> WORK TO BE COMPLETED: Could you continue the reader comments on Cuba after Castro, picking up right after the last comment shown below?

> EXTRACT PROVIDED:
━━━━━━━━━━━━━━━━━━━━━━━━━━━━━━

S. DeLury, Folsom , California
Viva la revolucion Cubana !!!!!!!
joselito, Habana, Cuba
To all those that THINK Cuba is fine the way it is and that the U.S. should keep their nose out of it have not LIVED there for any length of time and try to raise, house and feed a family while making free choices as YOU who can FREELY post your thoughts and believes here..... I was born in Cuba and have lived the LIE !!!! My mom and grandparents are German Jews who had gone to Cuba in the early 20's and believe me....my grandpa knew immediately when Castro took over that Communism had arrived so our journey to the the BEST COUNTRY IN THE WORLD began. And YES, the best thing that could happen to Cuba would be that the U.S. got involved there and that one day, hopefully, Cuba could be a part of this great country of ours!!!! If you believe that Cuba is so great, then pack up and leave!!!!! I LOVE MY UNITED STATES OF AMERICA!!!!!
Martha Torres, Atlanta, GA.
Martha Torres, Atlanta, GA
Please do allow me to correct your heading. It is not the fear of the unknown, but the fear of the KNOWN that has kept the Cubans terrorised for the last fifty years.
Eugene, heidelberg, germany
Not long after Fidel goes off to meet his maker Karl Marx, the US will drop its embargo and the floodgates will open. The Cuban government is geriatric and impotent and the people are impatient. Therefore, it seems a safe prediction that President Bush will lift the embargo before he leaves office. There is just too much money waiting to be invested in the island. And if George Bush doesn't drop the embargo, a Democrat president certainly will, and Bush would rather have the Republicans get the credit. I'm guessing Condi Rice will make a visit to Havana sometime this summer. Our socialist friends will faint clean away and Chavez will have a heart attack. (Don't believe for one minute that W has forgotten the Chavez insults at the UN.) Stay Tuned.

━━━━━━━━━━━━━━━━━━━━━━━━━━━━━━

> DATA FOR REVIEW:
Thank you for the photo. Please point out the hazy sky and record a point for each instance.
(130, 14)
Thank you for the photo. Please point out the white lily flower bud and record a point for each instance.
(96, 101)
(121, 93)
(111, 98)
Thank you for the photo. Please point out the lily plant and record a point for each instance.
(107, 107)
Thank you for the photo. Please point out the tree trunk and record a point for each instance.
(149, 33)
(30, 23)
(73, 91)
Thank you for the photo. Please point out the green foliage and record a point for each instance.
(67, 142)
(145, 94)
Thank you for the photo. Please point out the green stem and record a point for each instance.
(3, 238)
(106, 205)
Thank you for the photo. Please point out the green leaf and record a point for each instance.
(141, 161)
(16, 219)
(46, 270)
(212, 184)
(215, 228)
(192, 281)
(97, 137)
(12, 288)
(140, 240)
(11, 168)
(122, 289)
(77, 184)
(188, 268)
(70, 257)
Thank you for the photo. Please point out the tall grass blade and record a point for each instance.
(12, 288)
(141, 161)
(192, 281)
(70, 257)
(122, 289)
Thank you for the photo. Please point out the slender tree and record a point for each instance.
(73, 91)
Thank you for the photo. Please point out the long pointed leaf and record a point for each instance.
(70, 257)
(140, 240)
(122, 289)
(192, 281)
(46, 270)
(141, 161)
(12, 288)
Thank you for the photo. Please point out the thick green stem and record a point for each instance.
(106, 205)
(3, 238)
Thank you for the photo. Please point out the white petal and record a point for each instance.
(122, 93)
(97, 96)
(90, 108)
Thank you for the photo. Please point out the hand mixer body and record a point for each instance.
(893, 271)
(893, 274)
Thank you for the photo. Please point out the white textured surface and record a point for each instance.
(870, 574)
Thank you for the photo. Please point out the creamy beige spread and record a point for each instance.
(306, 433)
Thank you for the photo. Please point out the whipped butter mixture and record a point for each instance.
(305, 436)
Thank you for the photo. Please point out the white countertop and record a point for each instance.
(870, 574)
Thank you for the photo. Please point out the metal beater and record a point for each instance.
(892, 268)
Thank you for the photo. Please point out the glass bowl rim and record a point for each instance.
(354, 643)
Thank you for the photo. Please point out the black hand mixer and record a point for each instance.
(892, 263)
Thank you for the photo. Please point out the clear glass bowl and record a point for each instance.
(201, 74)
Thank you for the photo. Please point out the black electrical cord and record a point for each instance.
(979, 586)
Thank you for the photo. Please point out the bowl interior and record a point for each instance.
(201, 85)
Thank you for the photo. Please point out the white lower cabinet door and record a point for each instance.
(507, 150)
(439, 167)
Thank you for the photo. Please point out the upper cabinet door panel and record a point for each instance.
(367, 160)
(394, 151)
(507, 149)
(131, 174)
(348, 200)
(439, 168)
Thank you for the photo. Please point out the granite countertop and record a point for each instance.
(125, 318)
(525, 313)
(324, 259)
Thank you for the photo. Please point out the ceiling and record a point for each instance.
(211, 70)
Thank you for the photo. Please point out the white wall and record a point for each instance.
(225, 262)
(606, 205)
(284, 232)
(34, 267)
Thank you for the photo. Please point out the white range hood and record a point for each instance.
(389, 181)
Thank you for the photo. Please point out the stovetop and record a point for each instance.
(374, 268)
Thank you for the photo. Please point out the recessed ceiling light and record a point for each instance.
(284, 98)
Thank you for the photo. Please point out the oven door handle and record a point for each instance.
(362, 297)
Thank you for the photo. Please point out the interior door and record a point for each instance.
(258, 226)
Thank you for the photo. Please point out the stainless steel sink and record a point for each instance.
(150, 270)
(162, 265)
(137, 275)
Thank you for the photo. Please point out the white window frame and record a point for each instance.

━━━━━━━━━━━━━━━━━━━━━━━━━━━━━━

> EXERCISE OUTPUT:
Leon A Davis, Scottsdale, Arizona
If the Communist Party elites now ruling Cuba were serious about change, the government would lift the shroud of secrecy that surrounds Mr. Castro's medical condition. The most likely explanation for Fidel Castro's "retirement" is that he is slowly dying from colorectal cancer. No constructive change can possibly emanate from this opaque, hereditary dictatorship.
Juan Hernandez, Milwaukee, Wisconsin,
Keep the yanks out of Cuba........its a great place for Canadians to visit
Brandon, Toronto, Canada
Democracy is not an answer for Cuba, however, socialism does seem to be more appealing, but this will not happen until Raul and Fidel are gone and Chavez, while he has some good ideas, is not to be trusted. In my studies of Cuban history at Arizona State University, I have learned one thing that must remain important and in the souls of the Cubanos: Jose Marti's legacy is one of courage and pride in the beautiful country of Cuba. I only pray that they will find the freedom that he spoke of in his writings. It would be a crime if the U.S. stuck their noses in again where they are not welcome and allow Cuba its sovereignty.